YOUR TASK: Everything from the line with "Where can the white baseboard" through the last line of the records below should be copied exactly, both ends included.

====== DATA SUPPLIED ======

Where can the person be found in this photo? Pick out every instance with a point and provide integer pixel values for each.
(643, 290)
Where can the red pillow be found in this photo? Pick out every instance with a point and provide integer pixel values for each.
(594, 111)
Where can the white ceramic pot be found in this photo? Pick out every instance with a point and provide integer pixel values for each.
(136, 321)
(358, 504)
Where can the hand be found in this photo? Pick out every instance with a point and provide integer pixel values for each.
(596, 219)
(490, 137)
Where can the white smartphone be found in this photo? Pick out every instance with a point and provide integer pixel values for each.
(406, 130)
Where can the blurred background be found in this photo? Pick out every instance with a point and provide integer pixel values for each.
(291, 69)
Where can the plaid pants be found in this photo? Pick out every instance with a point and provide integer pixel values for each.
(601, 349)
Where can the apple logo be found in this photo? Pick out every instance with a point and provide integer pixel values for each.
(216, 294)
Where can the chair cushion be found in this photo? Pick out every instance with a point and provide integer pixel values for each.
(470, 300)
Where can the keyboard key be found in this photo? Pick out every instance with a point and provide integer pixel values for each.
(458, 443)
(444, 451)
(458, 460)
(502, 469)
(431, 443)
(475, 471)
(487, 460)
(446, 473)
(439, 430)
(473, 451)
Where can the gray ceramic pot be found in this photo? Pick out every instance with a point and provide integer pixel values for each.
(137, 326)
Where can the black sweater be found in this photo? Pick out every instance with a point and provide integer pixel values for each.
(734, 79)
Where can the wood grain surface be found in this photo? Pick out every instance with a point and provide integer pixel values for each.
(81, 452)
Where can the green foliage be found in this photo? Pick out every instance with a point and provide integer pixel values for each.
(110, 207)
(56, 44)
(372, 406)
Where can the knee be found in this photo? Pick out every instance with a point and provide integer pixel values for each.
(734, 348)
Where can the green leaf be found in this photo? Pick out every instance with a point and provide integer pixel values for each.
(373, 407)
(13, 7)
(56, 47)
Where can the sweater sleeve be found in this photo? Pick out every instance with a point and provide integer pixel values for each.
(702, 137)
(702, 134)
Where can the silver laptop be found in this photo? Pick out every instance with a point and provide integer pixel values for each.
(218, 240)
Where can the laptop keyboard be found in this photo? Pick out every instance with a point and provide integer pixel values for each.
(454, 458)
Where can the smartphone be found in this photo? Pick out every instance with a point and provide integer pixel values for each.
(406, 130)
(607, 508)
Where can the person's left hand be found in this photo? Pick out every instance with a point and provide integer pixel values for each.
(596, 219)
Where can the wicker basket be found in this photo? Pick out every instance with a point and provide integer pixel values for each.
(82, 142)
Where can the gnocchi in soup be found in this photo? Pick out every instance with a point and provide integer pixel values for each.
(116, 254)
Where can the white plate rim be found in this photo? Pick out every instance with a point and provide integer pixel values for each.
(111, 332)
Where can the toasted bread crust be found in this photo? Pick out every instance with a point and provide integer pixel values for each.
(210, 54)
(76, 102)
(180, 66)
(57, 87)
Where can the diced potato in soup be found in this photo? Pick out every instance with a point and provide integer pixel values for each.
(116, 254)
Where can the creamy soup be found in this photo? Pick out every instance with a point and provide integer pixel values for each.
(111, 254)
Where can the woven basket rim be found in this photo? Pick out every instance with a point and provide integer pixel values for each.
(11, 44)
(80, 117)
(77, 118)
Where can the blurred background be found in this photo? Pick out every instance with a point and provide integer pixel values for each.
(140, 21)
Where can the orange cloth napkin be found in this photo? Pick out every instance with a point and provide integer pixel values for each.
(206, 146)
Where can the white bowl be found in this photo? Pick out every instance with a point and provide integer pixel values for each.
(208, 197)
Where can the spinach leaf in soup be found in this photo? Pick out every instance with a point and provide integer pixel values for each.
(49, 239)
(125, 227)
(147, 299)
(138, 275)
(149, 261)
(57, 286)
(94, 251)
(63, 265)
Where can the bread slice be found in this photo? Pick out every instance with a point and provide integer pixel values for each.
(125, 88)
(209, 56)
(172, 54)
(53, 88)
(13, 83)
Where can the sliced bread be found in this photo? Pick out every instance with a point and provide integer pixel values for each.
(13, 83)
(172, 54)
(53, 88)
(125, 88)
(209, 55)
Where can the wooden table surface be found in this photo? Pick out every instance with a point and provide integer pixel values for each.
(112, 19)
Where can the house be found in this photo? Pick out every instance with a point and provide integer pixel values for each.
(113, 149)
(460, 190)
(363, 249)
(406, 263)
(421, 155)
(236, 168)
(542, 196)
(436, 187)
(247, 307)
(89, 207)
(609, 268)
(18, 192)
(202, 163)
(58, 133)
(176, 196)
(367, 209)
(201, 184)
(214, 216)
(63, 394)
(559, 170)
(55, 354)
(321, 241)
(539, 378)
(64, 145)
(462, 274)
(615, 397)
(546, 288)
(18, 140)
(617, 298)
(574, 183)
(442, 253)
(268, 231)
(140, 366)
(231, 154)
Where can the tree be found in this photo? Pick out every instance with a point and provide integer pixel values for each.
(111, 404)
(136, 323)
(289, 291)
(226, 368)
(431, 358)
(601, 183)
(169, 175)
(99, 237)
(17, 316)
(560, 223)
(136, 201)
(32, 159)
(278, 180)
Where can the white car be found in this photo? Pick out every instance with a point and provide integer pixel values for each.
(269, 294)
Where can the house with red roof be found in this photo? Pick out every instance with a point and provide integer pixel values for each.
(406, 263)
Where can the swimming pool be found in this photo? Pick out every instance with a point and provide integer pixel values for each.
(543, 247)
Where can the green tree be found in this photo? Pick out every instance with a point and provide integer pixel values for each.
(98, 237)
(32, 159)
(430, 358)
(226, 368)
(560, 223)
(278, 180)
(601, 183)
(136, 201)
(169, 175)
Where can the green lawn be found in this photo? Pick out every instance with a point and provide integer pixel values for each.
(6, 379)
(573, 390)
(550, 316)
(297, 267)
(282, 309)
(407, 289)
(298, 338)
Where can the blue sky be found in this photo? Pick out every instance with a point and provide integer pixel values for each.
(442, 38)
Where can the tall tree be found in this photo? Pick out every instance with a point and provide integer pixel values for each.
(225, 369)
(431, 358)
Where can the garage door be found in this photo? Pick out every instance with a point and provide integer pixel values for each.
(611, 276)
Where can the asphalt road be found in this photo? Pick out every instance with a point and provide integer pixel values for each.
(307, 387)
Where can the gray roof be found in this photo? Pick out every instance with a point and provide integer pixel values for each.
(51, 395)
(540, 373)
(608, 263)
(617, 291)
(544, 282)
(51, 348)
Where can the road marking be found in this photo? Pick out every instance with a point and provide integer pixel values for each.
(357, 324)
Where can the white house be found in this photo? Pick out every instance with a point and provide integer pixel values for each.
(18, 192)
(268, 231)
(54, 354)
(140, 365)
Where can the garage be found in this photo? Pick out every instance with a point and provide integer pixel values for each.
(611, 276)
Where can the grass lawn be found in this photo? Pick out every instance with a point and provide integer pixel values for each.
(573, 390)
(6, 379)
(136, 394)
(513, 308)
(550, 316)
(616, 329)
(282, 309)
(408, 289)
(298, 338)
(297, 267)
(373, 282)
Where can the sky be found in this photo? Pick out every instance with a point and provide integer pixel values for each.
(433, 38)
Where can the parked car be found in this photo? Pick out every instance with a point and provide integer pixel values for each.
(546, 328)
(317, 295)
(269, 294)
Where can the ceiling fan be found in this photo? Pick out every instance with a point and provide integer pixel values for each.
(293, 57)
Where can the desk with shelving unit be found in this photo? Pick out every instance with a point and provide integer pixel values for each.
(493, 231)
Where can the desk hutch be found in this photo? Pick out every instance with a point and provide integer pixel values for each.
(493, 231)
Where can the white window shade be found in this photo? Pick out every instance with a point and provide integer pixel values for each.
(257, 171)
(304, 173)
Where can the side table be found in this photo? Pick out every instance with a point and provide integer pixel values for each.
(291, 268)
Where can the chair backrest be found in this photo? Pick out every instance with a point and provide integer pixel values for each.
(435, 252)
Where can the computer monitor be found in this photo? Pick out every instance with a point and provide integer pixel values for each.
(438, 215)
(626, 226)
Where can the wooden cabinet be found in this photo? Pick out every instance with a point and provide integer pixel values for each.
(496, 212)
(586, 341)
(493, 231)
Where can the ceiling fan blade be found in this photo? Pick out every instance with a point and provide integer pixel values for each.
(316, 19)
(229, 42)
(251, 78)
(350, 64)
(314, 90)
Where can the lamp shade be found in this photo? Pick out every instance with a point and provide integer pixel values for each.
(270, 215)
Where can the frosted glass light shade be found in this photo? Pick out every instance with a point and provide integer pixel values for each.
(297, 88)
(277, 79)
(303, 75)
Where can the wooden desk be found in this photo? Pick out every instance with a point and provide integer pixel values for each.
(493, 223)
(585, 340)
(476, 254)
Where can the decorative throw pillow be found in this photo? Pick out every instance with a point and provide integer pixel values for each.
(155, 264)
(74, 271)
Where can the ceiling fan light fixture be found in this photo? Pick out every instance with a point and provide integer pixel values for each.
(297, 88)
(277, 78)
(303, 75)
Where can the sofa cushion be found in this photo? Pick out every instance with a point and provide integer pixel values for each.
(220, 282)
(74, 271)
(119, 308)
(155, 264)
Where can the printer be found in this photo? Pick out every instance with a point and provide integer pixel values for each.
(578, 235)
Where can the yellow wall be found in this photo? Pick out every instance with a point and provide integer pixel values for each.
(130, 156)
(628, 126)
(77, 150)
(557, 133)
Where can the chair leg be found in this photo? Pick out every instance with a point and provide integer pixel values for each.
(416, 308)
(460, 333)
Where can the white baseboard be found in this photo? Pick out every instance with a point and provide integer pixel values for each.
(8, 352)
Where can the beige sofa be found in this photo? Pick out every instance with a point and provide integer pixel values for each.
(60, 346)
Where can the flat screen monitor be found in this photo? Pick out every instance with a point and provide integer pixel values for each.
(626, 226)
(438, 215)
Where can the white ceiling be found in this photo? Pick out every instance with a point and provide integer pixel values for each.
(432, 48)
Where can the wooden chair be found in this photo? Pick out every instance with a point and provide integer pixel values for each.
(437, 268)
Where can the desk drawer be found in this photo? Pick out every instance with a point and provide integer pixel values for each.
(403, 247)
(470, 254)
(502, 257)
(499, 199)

======

THE REPLY:
Where can the white baseboard be found in this photo? Pick out every instance with a point and provide integer pixel values for each.
(8, 352)
Where can the beige sofa be found in this photo? Pick out every instance with a point and provide integer pixel values for each.
(60, 346)
Where can the flat screen monitor be found in this photo? Pick out every instance with a point and provide integer pixel values for each.
(626, 226)
(438, 215)
Where can the white ceiling be found in this photo? Pick out every instance with a point and provide integer pixel values for each.
(432, 48)
Where can the wooden chair be found in this photo? Pick out every instance with a point and provide integer pixel values for each.
(437, 268)
Where can the desk drawer be found in this photo? Pick out every instance with a point and provide integer pixel values for each.
(403, 247)
(470, 254)
(502, 257)
(499, 199)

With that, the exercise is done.